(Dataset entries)
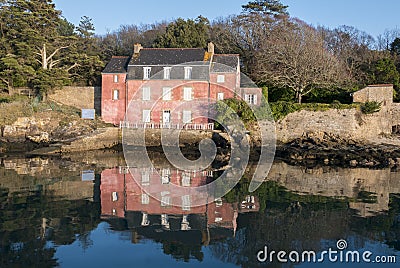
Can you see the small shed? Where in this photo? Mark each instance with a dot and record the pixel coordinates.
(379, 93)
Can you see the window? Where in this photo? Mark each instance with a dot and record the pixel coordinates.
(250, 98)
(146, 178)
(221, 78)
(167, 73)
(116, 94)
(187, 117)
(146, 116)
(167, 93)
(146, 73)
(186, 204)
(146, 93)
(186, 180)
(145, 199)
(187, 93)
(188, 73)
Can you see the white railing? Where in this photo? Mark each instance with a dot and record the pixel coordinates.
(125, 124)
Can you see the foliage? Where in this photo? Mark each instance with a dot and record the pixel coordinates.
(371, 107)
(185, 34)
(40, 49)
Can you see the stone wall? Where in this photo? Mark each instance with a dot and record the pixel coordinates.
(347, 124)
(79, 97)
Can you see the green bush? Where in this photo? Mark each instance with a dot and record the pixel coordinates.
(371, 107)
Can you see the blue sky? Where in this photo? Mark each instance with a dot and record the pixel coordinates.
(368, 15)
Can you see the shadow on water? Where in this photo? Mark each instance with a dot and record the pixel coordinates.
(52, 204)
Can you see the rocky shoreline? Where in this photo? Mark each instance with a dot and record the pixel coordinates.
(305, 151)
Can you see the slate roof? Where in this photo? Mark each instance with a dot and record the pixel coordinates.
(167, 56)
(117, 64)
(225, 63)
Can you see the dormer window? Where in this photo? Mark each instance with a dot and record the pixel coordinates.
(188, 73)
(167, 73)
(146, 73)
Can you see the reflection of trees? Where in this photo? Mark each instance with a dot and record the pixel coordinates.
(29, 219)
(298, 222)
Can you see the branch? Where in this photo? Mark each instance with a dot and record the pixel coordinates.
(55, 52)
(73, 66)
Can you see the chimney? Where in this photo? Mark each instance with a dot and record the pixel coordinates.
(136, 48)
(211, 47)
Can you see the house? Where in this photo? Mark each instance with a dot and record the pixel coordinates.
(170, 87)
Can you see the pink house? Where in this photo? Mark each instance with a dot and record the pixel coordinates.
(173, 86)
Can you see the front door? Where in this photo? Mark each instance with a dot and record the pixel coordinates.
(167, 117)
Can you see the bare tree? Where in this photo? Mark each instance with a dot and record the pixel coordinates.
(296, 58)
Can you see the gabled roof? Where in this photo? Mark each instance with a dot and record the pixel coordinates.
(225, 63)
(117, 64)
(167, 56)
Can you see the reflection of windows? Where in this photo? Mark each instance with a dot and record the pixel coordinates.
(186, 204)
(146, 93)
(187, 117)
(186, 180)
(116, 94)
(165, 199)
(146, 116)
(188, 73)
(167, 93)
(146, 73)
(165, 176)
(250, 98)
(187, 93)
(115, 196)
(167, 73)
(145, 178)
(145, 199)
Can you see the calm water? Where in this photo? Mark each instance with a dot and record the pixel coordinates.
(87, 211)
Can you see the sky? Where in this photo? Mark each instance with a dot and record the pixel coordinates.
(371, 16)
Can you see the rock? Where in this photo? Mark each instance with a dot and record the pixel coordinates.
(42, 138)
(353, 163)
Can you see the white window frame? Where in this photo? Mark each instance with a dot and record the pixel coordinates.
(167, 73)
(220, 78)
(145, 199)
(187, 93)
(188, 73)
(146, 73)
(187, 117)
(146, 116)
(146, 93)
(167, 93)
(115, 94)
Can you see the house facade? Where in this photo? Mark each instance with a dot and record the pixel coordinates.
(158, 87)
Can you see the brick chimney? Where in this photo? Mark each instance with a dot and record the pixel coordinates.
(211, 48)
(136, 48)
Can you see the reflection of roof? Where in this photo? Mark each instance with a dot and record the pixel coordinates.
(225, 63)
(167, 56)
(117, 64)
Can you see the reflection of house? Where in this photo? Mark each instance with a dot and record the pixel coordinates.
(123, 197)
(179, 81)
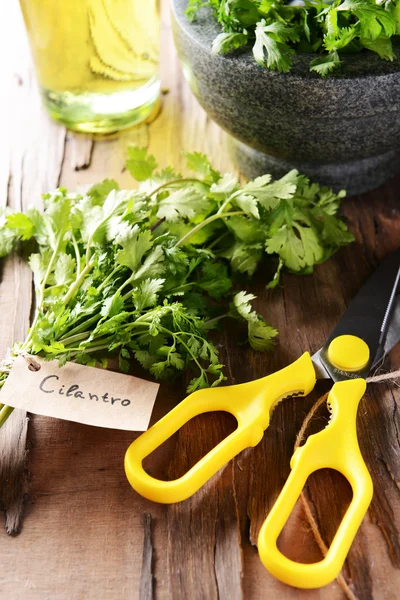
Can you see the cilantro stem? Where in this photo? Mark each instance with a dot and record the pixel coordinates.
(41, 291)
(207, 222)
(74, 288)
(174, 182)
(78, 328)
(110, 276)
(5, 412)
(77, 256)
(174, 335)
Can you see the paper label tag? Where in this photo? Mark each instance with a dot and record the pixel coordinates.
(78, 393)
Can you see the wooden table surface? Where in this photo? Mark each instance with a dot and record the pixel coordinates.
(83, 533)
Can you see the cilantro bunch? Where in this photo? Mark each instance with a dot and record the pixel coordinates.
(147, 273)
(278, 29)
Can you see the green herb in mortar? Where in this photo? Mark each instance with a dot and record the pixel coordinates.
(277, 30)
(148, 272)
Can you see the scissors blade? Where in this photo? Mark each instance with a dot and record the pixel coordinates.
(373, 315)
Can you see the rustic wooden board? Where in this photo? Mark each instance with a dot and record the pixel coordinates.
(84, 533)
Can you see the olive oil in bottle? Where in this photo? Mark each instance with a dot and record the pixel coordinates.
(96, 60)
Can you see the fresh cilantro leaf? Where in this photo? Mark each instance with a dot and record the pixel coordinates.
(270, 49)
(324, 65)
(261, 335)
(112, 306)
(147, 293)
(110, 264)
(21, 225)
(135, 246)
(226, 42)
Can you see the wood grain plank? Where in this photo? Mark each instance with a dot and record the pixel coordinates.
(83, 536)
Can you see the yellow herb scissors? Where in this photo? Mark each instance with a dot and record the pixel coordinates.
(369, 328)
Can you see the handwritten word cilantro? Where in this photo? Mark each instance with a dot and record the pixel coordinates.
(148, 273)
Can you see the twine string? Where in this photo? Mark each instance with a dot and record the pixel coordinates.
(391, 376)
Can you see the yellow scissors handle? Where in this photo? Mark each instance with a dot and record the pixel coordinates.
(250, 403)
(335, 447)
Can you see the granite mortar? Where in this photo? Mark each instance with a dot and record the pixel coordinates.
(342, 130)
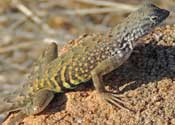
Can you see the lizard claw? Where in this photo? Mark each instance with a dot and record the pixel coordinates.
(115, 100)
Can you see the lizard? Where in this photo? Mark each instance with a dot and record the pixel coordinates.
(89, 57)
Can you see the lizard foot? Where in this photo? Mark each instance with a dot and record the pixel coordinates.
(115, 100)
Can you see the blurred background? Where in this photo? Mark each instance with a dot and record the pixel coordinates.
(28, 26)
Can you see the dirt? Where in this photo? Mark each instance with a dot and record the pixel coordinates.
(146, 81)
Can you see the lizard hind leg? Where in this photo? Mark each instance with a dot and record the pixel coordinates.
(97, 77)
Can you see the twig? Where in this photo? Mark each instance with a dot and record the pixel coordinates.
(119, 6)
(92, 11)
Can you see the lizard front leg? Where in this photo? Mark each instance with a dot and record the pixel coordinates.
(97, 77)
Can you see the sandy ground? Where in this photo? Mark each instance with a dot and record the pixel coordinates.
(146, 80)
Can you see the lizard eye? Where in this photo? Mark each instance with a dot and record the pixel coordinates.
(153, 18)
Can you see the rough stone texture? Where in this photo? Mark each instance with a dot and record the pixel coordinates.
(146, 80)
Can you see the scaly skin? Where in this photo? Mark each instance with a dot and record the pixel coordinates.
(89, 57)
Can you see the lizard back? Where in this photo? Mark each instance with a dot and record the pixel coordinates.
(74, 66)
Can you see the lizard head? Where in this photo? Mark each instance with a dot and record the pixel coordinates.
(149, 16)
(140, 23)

__SHORT EXERCISE__. Images in the data above are to be skipped. Retype all other material exactly.

__WRITTEN RESPONSE__.
Can you see the small shed? Where in this photo? Mark each instance with a dot and record the pixel coordinates.
(379, 93)
Can you see the window? Where in this photo? Mark each instance with a dot and record the pixel coordinates.
(250, 98)
(146, 178)
(221, 78)
(167, 73)
(116, 94)
(187, 117)
(146, 116)
(167, 93)
(146, 73)
(186, 204)
(146, 93)
(186, 180)
(145, 199)
(187, 93)
(188, 73)
Can you see the white railing? Where in this photo? Mark each instance with a dot and record the pixel coordinates.
(125, 124)
Can you see the foliage? Where in this photo? Mark each instance with a dot and record the pixel coordinates.
(371, 107)
(185, 34)
(40, 49)
Can you see the stone wall? Where in this photo? Mark each instance with a dot and record the pixel coordinates.
(347, 124)
(79, 97)
Can you see the green bush? Where in this photo? Mark each instance with a dot and record the pixel coordinates.
(371, 107)
Can you see the blue sky? Where in this photo? Mark each instance with a dot and record the pixel coordinates.
(368, 15)
Can you see the shadow on water? Where in this photo? Mark each instance with a dot and record the pixel coordinates.
(52, 204)
Can you see the rocky shoreline? Where in this photo? Mark each instance with a dot and record the pixel coordinates.
(305, 151)
Can you see the slate roof? Where in this photo? Mark each instance with a dot and record the pixel coordinates.
(167, 56)
(117, 64)
(225, 63)
Can you see the dormer window? Where in this photo? Mark each instance with a dot and record the pixel coordinates.
(188, 73)
(167, 73)
(146, 73)
Can you see the reflection of trees? Where in this photo? Mark each instance with a dot and record the pixel coordinates.
(29, 219)
(298, 222)
Can you see the branch? Where in this photo? Mark each instance with a dot and record the pixel coordinates.
(55, 52)
(73, 66)
Can you see the chimney? Where in this photo? Mark each instance with a dot and record the pixel coordinates.
(136, 48)
(211, 47)
Can you see the house? Where in this photo? Mark each instance with a dot and record the pixel coordinates.
(170, 87)
Can you see the pink house? Where in this photo? Mark each instance with a dot and record the pixel coordinates.
(173, 86)
Can you see the front door? Where in this photo? Mark each instance with a dot and record the pixel coordinates.
(167, 117)
Can you see the bare tree? Where in this photo? Mark each instance with a dot and record the pixel coordinates.
(296, 58)
Can you see the gabled roof? Where in this photo? Mark each instance with a dot and record the pixel coordinates.
(225, 63)
(117, 64)
(167, 56)
Can you see the reflection of windows? Where in this photo? Mark each instance with a dot and record the pixel coordinates.
(186, 204)
(146, 93)
(187, 117)
(186, 180)
(116, 94)
(165, 199)
(146, 116)
(188, 73)
(167, 93)
(146, 73)
(165, 176)
(250, 98)
(187, 93)
(115, 196)
(167, 73)
(145, 178)
(145, 199)
Can you see the calm water? Where in this photo? Mark each instance with a dot and record the pixel coordinates.
(87, 211)
Can you see the sky? Where in this photo? Mark each instance with a dot and record the pixel coordinates.
(371, 16)
Can you see the rock? Where in this photo? Mark each instance with a dot and record the pixel coordinates.
(42, 138)
(353, 163)
Can you see the white window frame? Where in this photo? Mark each instance with a dot and record the pixel coordinates.
(167, 73)
(220, 78)
(145, 199)
(187, 93)
(188, 73)
(146, 73)
(187, 117)
(146, 116)
(146, 93)
(167, 93)
(115, 94)
Can you see the house facade? Where in this photo? Mark each instance with a dot and record the pixel coordinates.
(158, 87)
Can you see the brick chimney? Where in this photo? Mark each instance with a dot and record the pixel coordinates.
(211, 48)
(136, 48)
Can you see the reflection of roof? Where in this photo? Mark each instance with a dot and record the pixel coordinates.
(225, 63)
(167, 56)
(117, 64)
Can you see the reflection of house? Where in this photo? Mark each instance with a dot and record the pixel coordinates.
(123, 197)
(179, 81)
Can you see the cilantro stem? Where in this photo? Mark each instance with a dot and record the pixel coordinates.
(41, 291)
(207, 222)
(74, 288)
(174, 182)
(78, 328)
(110, 276)
(5, 412)
(77, 256)
(174, 335)
Can you see the paper label tag? Where in this photo? Mark each instance with a dot and record the pixel coordinates.
(78, 393)
Can you see the wooden table surface? Where in this photo? Mark each instance with a dot and record the pixel coordinates.
(83, 533)
Can you see the cilantro bunch? Where in this photo? Mark each instance with a dot and record the pixel coordinates.
(147, 273)
(278, 29)
Can you see the green herb in mortar? Where in this photo? Mark each instance with a dot and record the pixel coordinates.
(277, 30)
(148, 272)
Can you see the scissors blade? Where in this photo? Mark each instance with a dot and record the pixel coordinates.
(373, 315)
Can you see the rustic wooden board? Where in this photo? Mark each instance with a dot and record the pixel coordinates.
(84, 533)
Can you see the olive oil in bottle? Where in this photo? Mark each instance with a dot and record the pixel coordinates.
(96, 60)
Can you see the fresh cilantro leaf? Where in this photo? Mark each instance with a dot and record the pixel coordinates.
(270, 49)
(324, 65)
(261, 335)
(112, 306)
(147, 293)
(110, 264)
(21, 225)
(135, 246)
(226, 42)
Can you see the wood grain plank? Where in this photo? Mark each instance with a dot and record the pixel coordinates.
(83, 536)
Can you see the yellow herb scissors? Where in this photo? Mark each instance with a dot and record the pixel coordinates.
(369, 328)
Can you see the handwritten word cilantro? Where in this photo? Mark each instance with a dot and record the pixel coordinates.
(148, 273)
Can you see the twine string? Where in this photo? Mark each instance with a dot and record the pixel coordinates.
(391, 376)
Can you see the yellow scissors handle? Where in this photo? Mark each instance with a dot and record the pixel coordinates.
(250, 403)
(335, 447)
Can you see the granite mortar? Where in this photo? Mark each instance with a dot and record the pixel coordinates.
(342, 130)
Can you see the lizard claw? Where in this photo? Mark each instance with a dot and record the pixel coordinates.
(115, 100)
Can you see the lizard? Where in this photo? Mark each instance with a dot and record the pixel coordinates.
(89, 57)
Can you see the lizard foot? Where in this photo? Mark each instance with a dot and record the pixel coordinates.
(115, 100)
Can you see the blurred background? Where in this photo? Mark each instance with a dot and record the pixel coordinates.
(28, 26)
Can you see the dirt? Where in this photo? Mark each instance with a dot and record the pixel coordinates.
(146, 81)
Can you see the lizard hind leg? Where in this photo? Mark each instance with a dot and record the pixel coordinates.
(97, 77)
Can you see the twig? Where in this photo? Mark each instance with a dot and record the pixel coordinates.
(119, 6)
(92, 11)
Can you see the lizard front leg? Where in this photo? Mark each instance with a dot and record the pixel coordinates.
(97, 77)
Can you see the sandy ground? Where in this photo? Mark each instance with a dot and record the pixel coordinates.
(146, 80)
Can you see the lizard eye? Where in this photo? Mark each instance with a dot and record the pixel coordinates.
(153, 18)
Can you see the rough stone texture? Where in this photo? Mark each instance with a dot and record the pixel coordinates.
(146, 80)
Can you see the scaly skin? Where in this photo? Mark each instance with a dot and record the pixel coordinates.
(89, 57)
Can you see the lizard back? Where in this photo? Mark each instance with a dot and record the pixel coordinates.
(74, 66)
Can you see the lizard head? Where in this photo? Mark each instance with a dot and record the pixel coordinates.
(149, 16)
(140, 23)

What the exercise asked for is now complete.